Brief =
Starting at the line that contains "pin: recessed ceiling" and continuing through the last line, rewrite the lines with "cabinet drawer" changed to "kitchen drawer" and everything else left as it is.

Available data =

□ □ □

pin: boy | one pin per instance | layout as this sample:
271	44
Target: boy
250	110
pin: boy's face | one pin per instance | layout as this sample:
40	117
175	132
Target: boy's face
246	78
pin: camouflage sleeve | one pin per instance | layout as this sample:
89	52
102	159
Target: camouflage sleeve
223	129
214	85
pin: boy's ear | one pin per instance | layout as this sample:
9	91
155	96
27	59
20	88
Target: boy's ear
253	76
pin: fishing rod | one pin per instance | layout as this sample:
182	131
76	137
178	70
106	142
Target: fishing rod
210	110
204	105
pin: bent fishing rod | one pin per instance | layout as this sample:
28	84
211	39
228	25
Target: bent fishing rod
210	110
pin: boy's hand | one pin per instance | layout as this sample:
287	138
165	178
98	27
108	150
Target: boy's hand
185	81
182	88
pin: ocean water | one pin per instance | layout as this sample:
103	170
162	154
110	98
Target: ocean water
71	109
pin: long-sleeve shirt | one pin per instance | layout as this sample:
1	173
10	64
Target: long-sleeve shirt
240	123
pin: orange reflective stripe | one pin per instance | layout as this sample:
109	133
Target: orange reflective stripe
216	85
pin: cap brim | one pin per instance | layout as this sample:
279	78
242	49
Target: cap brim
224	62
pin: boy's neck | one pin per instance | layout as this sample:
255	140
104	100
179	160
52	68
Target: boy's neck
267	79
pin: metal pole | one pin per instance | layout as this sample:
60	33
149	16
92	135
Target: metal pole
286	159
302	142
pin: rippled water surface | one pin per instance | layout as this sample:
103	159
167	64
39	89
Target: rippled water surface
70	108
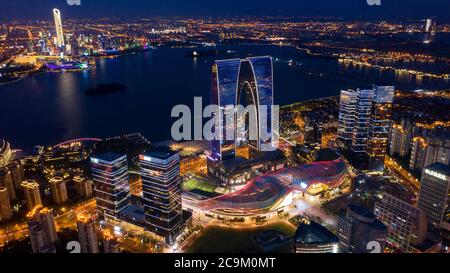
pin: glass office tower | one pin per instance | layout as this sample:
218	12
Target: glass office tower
242	82
111	183
161	186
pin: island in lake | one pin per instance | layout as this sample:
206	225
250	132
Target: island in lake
105	89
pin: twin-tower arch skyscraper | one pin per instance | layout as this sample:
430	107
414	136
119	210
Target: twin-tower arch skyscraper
243	82
58	27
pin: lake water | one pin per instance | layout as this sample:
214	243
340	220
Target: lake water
52	107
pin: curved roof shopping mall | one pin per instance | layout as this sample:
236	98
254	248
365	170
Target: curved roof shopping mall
271	192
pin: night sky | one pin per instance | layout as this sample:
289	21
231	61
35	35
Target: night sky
40	9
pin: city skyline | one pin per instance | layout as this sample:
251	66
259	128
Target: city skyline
352	9
343	146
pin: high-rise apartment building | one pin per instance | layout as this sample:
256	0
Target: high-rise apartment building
434	194
58	28
5	205
111	183
357	227
32	193
87	235
59	189
161	184
406	224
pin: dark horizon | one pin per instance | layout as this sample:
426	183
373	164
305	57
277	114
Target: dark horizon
348	9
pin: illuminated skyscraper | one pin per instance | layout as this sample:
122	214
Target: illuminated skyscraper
32	193
6	179
406	224
5	205
357	227
379	126
434	194
58	27
59	190
5	152
37	238
161	185
364	123
242	82
83	186
362	120
86	234
347	106
110	243
46	218
42	229
111	183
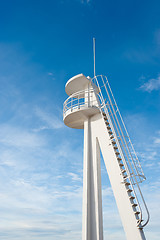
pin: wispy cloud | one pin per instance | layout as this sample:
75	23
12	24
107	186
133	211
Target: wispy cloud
151	85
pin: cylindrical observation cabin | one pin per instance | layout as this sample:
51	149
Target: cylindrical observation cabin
82	102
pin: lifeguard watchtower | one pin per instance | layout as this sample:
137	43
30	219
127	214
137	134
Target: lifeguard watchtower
92	106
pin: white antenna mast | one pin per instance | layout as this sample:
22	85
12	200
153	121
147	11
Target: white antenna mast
94	56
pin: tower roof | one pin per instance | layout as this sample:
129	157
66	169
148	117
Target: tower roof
76	84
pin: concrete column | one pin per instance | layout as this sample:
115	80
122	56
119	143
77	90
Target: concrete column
92	227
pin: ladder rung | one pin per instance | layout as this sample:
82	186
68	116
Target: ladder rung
129	190
134	205
137	212
125	176
121	164
110	132
115	147
117	153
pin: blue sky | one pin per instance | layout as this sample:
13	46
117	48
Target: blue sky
42	45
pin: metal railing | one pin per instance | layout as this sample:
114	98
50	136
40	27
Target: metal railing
80	100
130	160
99	95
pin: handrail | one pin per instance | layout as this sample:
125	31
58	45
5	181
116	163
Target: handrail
129	157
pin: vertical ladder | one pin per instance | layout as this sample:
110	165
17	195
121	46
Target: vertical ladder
128	161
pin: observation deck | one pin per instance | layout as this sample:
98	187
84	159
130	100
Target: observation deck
81	103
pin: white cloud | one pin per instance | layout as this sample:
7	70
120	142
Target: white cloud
18	137
151	84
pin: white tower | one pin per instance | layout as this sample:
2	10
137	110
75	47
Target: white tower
91	105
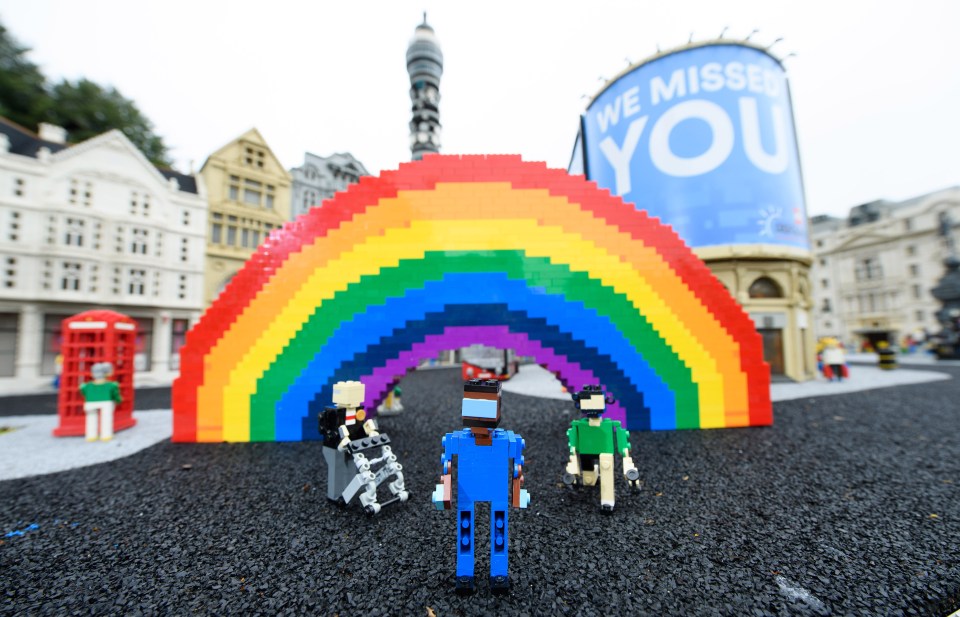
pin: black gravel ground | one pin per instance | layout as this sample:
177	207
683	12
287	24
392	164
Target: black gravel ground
848	505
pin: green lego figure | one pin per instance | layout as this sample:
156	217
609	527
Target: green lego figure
100	397
592	447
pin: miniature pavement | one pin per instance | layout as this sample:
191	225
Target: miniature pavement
849	504
29	449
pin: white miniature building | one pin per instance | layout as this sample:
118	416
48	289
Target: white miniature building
94	225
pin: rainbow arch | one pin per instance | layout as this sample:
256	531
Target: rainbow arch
455	250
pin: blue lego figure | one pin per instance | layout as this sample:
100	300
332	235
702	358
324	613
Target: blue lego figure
484	452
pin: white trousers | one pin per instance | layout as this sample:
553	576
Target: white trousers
106	419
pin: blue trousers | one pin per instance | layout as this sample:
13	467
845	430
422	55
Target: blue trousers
466	518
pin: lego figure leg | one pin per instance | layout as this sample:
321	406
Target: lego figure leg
368	498
339	472
90	410
106	420
606	482
499	539
588	466
465	555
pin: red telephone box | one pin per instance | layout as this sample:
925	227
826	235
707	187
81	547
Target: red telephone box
88	338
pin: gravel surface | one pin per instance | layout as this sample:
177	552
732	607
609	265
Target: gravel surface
848	505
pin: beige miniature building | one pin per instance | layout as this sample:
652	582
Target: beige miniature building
875	268
249	195
772	283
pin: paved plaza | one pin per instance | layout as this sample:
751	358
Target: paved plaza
847	505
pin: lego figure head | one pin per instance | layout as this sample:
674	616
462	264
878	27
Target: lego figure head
591	401
481	404
101	370
349	395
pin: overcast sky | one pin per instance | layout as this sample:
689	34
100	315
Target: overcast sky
876	85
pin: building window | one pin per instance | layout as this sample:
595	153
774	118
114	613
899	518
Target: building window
73	235
47	277
869	269
138	241
70	280
10	273
765	287
137	285
13	229
9	330
252	192
254	157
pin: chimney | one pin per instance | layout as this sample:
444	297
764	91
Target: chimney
53	133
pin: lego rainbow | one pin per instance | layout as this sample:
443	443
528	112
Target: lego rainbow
451	251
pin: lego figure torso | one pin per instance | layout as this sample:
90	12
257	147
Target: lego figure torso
480	469
593	442
598	439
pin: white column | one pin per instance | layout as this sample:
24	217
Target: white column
162	331
29	342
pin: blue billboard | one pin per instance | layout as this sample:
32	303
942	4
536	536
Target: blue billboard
702	138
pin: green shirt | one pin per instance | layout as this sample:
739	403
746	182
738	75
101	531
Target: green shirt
587	439
94	392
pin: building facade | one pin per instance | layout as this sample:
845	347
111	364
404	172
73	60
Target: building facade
249	196
873	271
94	225
772	283
321	177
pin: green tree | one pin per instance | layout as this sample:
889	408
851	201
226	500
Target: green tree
23	94
86	110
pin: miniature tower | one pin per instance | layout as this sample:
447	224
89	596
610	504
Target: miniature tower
425	66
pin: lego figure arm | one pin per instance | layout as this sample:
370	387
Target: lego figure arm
521	498
573	465
443	492
344	438
630	472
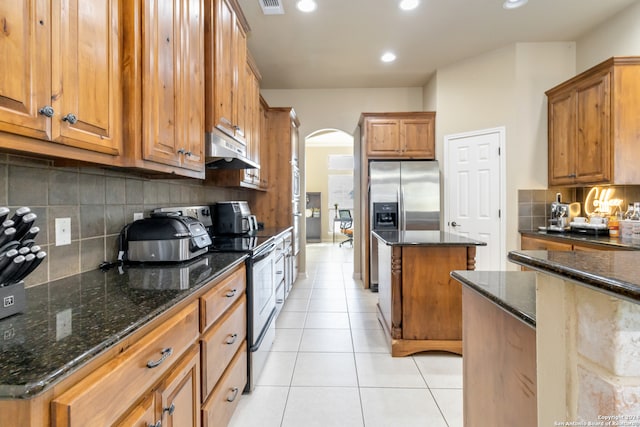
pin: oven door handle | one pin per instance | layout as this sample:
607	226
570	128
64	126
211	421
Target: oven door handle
263	332
264	253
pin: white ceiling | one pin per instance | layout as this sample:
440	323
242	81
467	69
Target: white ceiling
339	45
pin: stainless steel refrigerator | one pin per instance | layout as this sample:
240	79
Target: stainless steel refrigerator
403	195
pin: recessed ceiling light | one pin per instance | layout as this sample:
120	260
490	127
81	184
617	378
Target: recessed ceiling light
514	4
388	57
409	4
306	5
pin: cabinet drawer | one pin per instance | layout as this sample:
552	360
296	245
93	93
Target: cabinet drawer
221	297
221	343
105	394
218	409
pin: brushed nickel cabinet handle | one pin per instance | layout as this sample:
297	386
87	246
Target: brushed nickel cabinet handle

□ □ □

Answer =
pin: recessed ceiling light | one pin per instance | layout as this sample:
120	260
490	127
81	184
617	378
Target: recessed ceiling light
514	4
388	57
409	4
306	5
pin: kitchen drawer | one pin per instance | layout as this sample:
552	360
296	245
93	93
Target: kitchen drawer
221	297
221	343
105	394
218	409
pin: brushed nickel cabinet handle | one pin per instance | layout as this sample:
297	386
87	246
Target: brushed nickel cabinet handle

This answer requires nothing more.